• Excerpt:
** begin **

Because most philosophies that frown on reproduction don't survive.

Saturday, June 17, 2006

More Panic Than Heat: Gore on Global Warming

It may be that individual members of the media have free will, but sometimes the sudden feeding frenzy over a topic has all the inevitability of a chemical reaction. Such has been happening recently with the topic of global warming. Al Gore's movie An Inconvenient Truth provided the catalyst for a veritable firestorm of global warming hysteria. Not bad for what amounts to a filmed slide show.

Fawning reviewers like Roger Ebert are treating Inconvenient Truth like the newest revelation from on high. Indeed, the reception the 'religious right' gave to The Passion of the Christ is looking downright cool compared to the accolades being piled on Gore's work. Time Magazine, always a repository of deep thought about shallow subjects, intoned "Be worried. Be very worried" and provided a host of articles on impending sea level rises and storms. Even the usually skeptical seemed to provide only positive views and defenses of Inconvenient Truth.

Now, here's the thing: It's not that there's nothing to global warming. CO2 does indeed trap heat in our atmosphere. If you have any doubts that the greenhouse effect can make things unpleasant, read a little about today's weather on Venus. A toasty 900F degrees, anyone? And it makes sense that as the use of fossil fuels increases throughout the world, civilization will put more and more CO2 into the atmosphere. The 2+ billion people in China and India are still only starting to get close to an industrial par with the developed world -- and even with modern technology they will need to burn more fossil fuels before they move far enough forward to burn less. Global average temperatures have increased about one degree Celsius over the last century, and chances are good that human activity is at least one factor causing that.

However, the question that not enough people are asking is: How much of a problem is that in the grand scheme of things?

Supposedly science-educated people somehow seem to forget when they get started on the topic of global warming that the history of our planet goes back a whole lot more than a hundred years. There have been many times in our planet's history when, because there were no land masses near the poles, there were virtually no ice caps at all. Sea levels were higher. Roaches grew bigger. It was better weather for walking your sauropod. But the world didn't end. (Well, okay, so there was that thing about sudden global climate change after a giant rock fell out of the sky and blasted out a crater a hundred miles across -- but we'd be pretty hosed by a major asteroid strike now too.)

** end **

• What this exercise asks:
1. Copy everything in the post about Gore and global warming from "Saturday, June 17, 2006" down to "filmed slide show.", word for word.
2. In the post about Gore and global warming, by about how much does it say global average temperatures have risen over the last century?
3. Continue the post about Gore and global warming from the point where it stops.
The records that come after this have nothing to do with the post about Gore and global warming.

(Dataset entries)
** begin **

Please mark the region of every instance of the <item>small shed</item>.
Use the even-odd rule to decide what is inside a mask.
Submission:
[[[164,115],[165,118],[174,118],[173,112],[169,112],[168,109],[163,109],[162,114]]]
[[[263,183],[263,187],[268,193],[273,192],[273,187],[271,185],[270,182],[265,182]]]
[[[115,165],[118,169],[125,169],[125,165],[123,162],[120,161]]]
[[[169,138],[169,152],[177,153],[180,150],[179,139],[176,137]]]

** end **

• Exercise results:
1.
Saturday, June 17, 2006

More Panic Than Heat: Gore on Global Warming

It may be that individual members of the media have free will, but sometimes the sudden feeding frenzy over a topic has all the inevitability of a chemical reaction. Such has been happening recently with the topic of global warming. Al Gore's movie An Inconvenient Truth provided the catalyst for a veritable firestorm of global warming hysteria. Not bad for what amounts to a filmed slide show.

2. About one degree Celsius.

3.
But you don't have to go back millions of years to see how much the climate can change without the planet going to pieces. A read of the Norse sagas clearly reveals that Iceland and Greenland had much milder climates around 900 to 1100 AD than they do now. So did Newfoundland, where the Norse briefly established a colony around 1000.

Indeed, people often forget that according to mainstream ice age theory, we are currently 10,000 years into an interglacial period in what is overall an ice age. Opinion varies widely as to how long interglacial periods typically last, and what exactly causes them to start and stop -- though the human production of greenhouse gasses might well artifically extend this one.

How bad all this is depends on your definition of what is an acceptable change in the status quo. It also depends a lot on more much linear change in the climate the release of greenhouse gasses will actually change. For instance, warming in the waters around Antarctica produces more precipitation over the ice sheet, which in turn means increased ice pack, not less. There are incredibly complex systems controling climate change on our planet, and it would be silly to imagine that we actually have them all figured out.

Many of the things that scare environmental advocates are also man-made problems. For instance, we're often warned that the sea level might rise 5, 10 or even 20 feet because of ice melt. So far, the verified sea level rise to due to ice melting is more in the range of a centimeter per decade, but leaving that aside: sea levels have changed radically over the history of the earth. Sea levels were much lower during the last glacial period. As sea levels rose again, whole areas (notably the Black Sea, which according to a fair amount of research only filled about 5000-7000 years ago) were flooded. Now, to the planet qua planet, that's not a problem at all. Sea levels change. It's supposed to be that way. But for our intrepid band of over-intellectual primates who have gone and built major cities in coastal regions subject to hurricanes on land at or below sea level -- it presents a problem.

Oddly enough, the environmentalist case against global warming is a case for the artificial lifestyle that we as a civilization have developed. The planet, and most of the species on it, are not going to be harmed by changes in the climate, even if those changes are partly caused by our industrial society. And so long as most of the effects are like those that have occured so far, or can be reasonably hypothesized, civilization as a whole is not going to be heavily impacted. We survived the black death and income tax, we can move to higher ground or cut our CO2 output, though the former might be more realistic than the latter -- and we won't need to move much higher unless changes of more than a few centimeters occur.

It seems ironic to me that while Ann Coulter's latest book claims that evolution is the religious myth of the liberal establishment, the liberal establishment is working itself into a lather over a set of climate changes which is neither big nor unprecedented when set against the wider scope of our planet's history. Perhaps young earth creationists should be freaking out about global warming, but people who allegedly understand that we live on a complex planet which has been changing in ways big and small for over four billion years don't need to be nearly as worried.

One of the few sane articles I've read lately on the topic asks the right set of questions: How do the costs of ending CO2 production compare with the costs of dealing with the effects of not doing so? Cost benefit analysis. What are they teaching them in schools these days?


CMinor said...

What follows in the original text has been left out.